What this task involves:
Copy every record exactly as it appears in the data below.

Dataset entries
--

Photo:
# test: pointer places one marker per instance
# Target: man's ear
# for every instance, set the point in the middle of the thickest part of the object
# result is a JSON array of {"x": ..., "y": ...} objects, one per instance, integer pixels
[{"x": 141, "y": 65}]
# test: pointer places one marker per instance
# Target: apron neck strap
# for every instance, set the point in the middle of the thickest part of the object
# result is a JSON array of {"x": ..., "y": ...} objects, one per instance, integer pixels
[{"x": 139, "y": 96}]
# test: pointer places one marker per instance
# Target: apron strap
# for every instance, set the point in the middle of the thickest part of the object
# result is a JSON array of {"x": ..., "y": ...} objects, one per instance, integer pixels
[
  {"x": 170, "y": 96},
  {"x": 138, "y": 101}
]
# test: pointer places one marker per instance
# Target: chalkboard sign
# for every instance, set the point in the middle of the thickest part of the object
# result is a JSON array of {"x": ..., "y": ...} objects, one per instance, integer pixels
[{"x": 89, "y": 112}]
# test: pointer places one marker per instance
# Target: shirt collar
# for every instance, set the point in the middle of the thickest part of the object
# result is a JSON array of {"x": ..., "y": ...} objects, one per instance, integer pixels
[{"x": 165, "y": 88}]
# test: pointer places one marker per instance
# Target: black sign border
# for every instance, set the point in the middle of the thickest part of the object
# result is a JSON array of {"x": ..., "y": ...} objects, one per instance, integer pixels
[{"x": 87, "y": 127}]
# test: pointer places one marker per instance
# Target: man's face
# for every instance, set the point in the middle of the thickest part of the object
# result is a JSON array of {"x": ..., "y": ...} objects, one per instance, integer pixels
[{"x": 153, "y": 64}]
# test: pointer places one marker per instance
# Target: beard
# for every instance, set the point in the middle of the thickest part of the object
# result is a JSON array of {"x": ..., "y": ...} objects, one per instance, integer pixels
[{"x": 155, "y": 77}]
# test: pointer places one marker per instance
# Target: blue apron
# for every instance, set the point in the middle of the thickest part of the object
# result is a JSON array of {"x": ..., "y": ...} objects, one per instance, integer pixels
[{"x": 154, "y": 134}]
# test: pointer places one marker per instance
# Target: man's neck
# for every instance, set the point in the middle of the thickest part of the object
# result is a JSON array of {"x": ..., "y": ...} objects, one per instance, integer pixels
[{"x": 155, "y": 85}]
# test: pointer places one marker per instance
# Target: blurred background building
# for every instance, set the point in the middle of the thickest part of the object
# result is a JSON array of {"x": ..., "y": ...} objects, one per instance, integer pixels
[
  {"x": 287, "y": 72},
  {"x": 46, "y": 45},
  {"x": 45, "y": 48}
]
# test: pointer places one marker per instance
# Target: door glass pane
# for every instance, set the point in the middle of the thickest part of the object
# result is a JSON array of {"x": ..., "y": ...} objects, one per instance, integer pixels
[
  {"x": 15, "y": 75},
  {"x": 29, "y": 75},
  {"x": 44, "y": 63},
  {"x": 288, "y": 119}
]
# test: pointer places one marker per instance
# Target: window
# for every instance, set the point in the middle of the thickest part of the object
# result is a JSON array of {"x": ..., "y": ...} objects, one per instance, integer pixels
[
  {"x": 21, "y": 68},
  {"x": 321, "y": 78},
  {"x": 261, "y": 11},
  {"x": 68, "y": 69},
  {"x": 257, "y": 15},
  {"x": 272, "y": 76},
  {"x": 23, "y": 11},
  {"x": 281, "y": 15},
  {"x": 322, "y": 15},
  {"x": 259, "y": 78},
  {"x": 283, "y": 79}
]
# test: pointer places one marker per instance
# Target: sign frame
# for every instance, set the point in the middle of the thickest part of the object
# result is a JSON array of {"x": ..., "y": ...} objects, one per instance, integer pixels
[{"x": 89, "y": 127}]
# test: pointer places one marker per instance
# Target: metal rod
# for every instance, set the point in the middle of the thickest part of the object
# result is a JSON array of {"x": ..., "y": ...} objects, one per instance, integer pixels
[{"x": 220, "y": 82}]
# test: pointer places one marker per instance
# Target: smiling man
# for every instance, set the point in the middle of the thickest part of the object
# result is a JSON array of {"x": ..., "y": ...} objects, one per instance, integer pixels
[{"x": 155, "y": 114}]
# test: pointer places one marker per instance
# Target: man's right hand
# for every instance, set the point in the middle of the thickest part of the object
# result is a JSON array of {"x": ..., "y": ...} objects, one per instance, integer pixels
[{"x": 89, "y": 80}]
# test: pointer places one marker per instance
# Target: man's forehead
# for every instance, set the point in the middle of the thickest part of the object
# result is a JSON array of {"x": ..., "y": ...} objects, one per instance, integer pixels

--

Result for this exercise:
Photo:
# test: pointer places one marker per instance
# Target: man's ear
# for every instance, set the point in the middle of the thickest part of the object
# result is a JSON array of {"x": ..., "y": ...} objects, one per instance, integer pixels
[{"x": 141, "y": 65}]
# test: pointer places one marker per instance
# Target: apron neck strap
# for every instance, set the point in the middle of the thickest part of the object
# result is a JSON array of {"x": ..., "y": ...} objects, one per instance, integer pixels
[{"x": 139, "y": 96}]
# test: pointer places one marker per instance
# Target: apron strap
# for every instance, set the point in the middle of the thickest part of the object
# result is a JSON array of {"x": ..., "y": ...} objects, one per instance, integer pixels
[
  {"x": 170, "y": 96},
  {"x": 138, "y": 101}
]
# test: pointer places one marker per instance
# Target: chalkboard sign
# for every instance, set the point in the middle of the thickest part of the object
# result is a JSON array of {"x": ..., "y": ...} objects, one per instance, integer pixels
[{"x": 89, "y": 112}]
# test: pointer places one marker per instance
# Target: shirt collar
# for every instance, set the point in the middle of the thickest part of the object
# result is a JSON array of {"x": ..., "y": ...} objects, one per instance, integer pixels
[{"x": 165, "y": 88}]
# test: pointer places one marker per instance
# Target: black sign border
# for every instance, set the point in the middle of the thickest part of the object
# result is a JSON array of {"x": ..., "y": ...} objects, one per instance, integer pixels
[{"x": 87, "y": 127}]
# test: pointer places one marker per instance
# Target: man's face
# for every instance, set the point in the middle of the thickest part of the object
# result is a JSON array of {"x": ..., "y": ...} objects, one per instance, integer pixels
[{"x": 153, "y": 64}]
# test: pointer places one marker per instance
# Target: beard
# for every instance, set the point in the middle of the thickest part of the object
# result is a JSON array of {"x": ..., "y": ...} objects, one per instance, integer pixels
[{"x": 155, "y": 77}]
# test: pointer places one marker per instance
# Target: blue apron
# for every instance, set the point in the middle of the thickest part of the object
# result is a JSON array of {"x": ..., "y": ...} objects, one per instance, integer pixels
[{"x": 154, "y": 134}]
# test: pointer places one marker per instance
# Target: man's neck
# for every instance, set the point in the middle of the thickest part of the object
# result is a JSON array of {"x": ..., "y": ...} objects, one per instance, integer pixels
[{"x": 155, "y": 85}]
# test: pointer places one marker per instance
# Target: blurred background building
# for every instance, set the point in the middle of the thickest part of the object
# result is a JSON array of {"x": ..., "y": ...} objects, one per instance, integer pixels
[
  {"x": 287, "y": 72},
  {"x": 46, "y": 45},
  {"x": 45, "y": 48}
]
# test: pointer places one marker per instance
# Target: door glass pane
# for every instance, set the point in the middle of the thickest part of the object
# result is a JSON array of {"x": ..., "y": ...} objects, one per instance, integer pixels
[
  {"x": 15, "y": 75},
  {"x": 29, "y": 75},
  {"x": 44, "y": 63},
  {"x": 288, "y": 119}
]
# test: pointer places one marker per instance
# Target: window
# for every instance, set the point in the middle of the thickest part of the object
# result is a JSON array of {"x": ..., "y": ...} objects, one per instance, integer pixels
[
  {"x": 21, "y": 68},
  {"x": 321, "y": 78},
  {"x": 261, "y": 11},
  {"x": 68, "y": 69},
  {"x": 257, "y": 15},
  {"x": 272, "y": 76},
  {"x": 23, "y": 11},
  {"x": 281, "y": 15},
  {"x": 322, "y": 15},
  {"x": 259, "y": 78},
  {"x": 283, "y": 79}
]
# test: pointer places one marker per instance
# Target: sign frame
# for every instance, set the point in the middle of the thickest part of the object
# result is a JSON array of {"x": ..., "y": ...} objects, one per instance, integer pixels
[{"x": 89, "y": 127}]
# test: pointer places one marker per instance
# Target: metal rod
# for every instance, set the point in the middle of the thickest part of the object
# result is a JSON array of {"x": ..., "y": ...} objects, one per instance, integer pixels
[{"x": 220, "y": 82}]
# test: pointer places one marker per instance
# Target: smiling man
# for every instance, set the point in the middle of the thickest part of the object
# result is a JSON array of {"x": ..., "y": ...} objects, one per instance, integer pixels
[{"x": 155, "y": 114}]
# test: pointer places one marker per instance
# Target: man's right hand
# for every instance, set the point in the middle of the thickest part of the object
# result is a JSON array of {"x": ..., "y": ...} objects, one per instance, integer pixels
[{"x": 89, "y": 80}]
# test: pointer places one marker per instance
# Target: man's forehead
# for every instance, set the point in the middle of the thickest part of the object
# result is a JSON array of {"x": ..., "y": ...} objects, one per instance, integer pixels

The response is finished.